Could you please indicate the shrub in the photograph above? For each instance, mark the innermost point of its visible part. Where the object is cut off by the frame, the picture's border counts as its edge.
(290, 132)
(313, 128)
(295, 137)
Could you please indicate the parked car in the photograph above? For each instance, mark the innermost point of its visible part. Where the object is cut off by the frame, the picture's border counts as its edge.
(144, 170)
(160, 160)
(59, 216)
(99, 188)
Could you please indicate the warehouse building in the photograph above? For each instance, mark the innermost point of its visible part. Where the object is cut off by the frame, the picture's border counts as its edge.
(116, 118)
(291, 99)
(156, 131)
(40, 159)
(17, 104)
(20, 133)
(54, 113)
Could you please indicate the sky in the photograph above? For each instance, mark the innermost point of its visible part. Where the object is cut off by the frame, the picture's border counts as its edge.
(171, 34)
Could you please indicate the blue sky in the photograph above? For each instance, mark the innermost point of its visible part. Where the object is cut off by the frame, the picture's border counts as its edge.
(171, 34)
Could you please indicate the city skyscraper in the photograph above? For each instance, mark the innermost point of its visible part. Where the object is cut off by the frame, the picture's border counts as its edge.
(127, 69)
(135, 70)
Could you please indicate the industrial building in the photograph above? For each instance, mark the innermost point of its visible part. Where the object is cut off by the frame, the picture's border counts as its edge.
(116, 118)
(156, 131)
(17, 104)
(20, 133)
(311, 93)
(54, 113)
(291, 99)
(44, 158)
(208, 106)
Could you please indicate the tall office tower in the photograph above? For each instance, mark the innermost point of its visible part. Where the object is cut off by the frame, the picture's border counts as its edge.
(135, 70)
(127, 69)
...
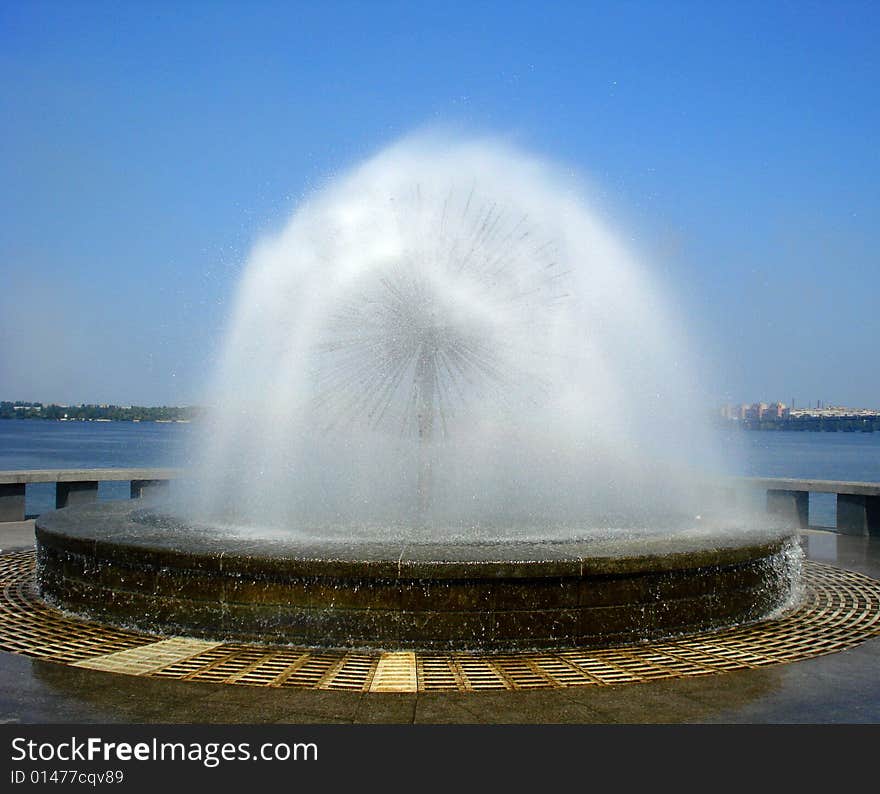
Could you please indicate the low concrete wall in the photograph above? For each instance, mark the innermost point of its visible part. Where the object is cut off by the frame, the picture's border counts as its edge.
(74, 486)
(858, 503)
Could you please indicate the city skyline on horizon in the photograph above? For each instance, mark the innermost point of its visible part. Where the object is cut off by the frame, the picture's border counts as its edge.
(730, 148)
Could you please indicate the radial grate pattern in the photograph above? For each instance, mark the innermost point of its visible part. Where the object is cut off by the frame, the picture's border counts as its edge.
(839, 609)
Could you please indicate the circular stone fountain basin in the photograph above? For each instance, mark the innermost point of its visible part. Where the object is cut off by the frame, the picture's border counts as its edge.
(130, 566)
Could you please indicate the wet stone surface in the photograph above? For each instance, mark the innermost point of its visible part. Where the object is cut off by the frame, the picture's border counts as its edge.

▸ **WHAT THE TASK REQUIRES**: Your task is to restate, word for word, only those lines above that fall between the line holding "Could you please indicate the low" and the line holding "Could you please indicate the wet", inclusive.

▸ **ANSWER TO THIS PROBLEM**:
Could you please indicate the low concrete wall in the photograph above? For each instance, mark the innermost point of its visible part. Where the object is cut off by the frame, the picture's border counts as its edge.
(74, 486)
(858, 503)
Could you please indicate the city skyline on horizon in the photograph above? For each instance, mark the innermost point of its visible part. Where the object is cut off by the frame, the picture's border counts as its edge.
(730, 148)
Could you please indicate the radial grate pattern in the photograph above? For each instance, mark the innermost point of its visible part. Where the object is cut off by the frame, the picture's border counts as its edge.
(839, 609)
Could you please indicate the circular stone fountain basin in the photograph above? For each instance, mark the innermost point of its visible part. Where the object is cut off by the frame, the picture's border counts as its edge.
(130, 566)
Could you please indicate the wet stone surface in the photograph above? For each instance, mark the innermost point of its visible part. Where the object is cut off by the frame, the picture's border counts as its edge.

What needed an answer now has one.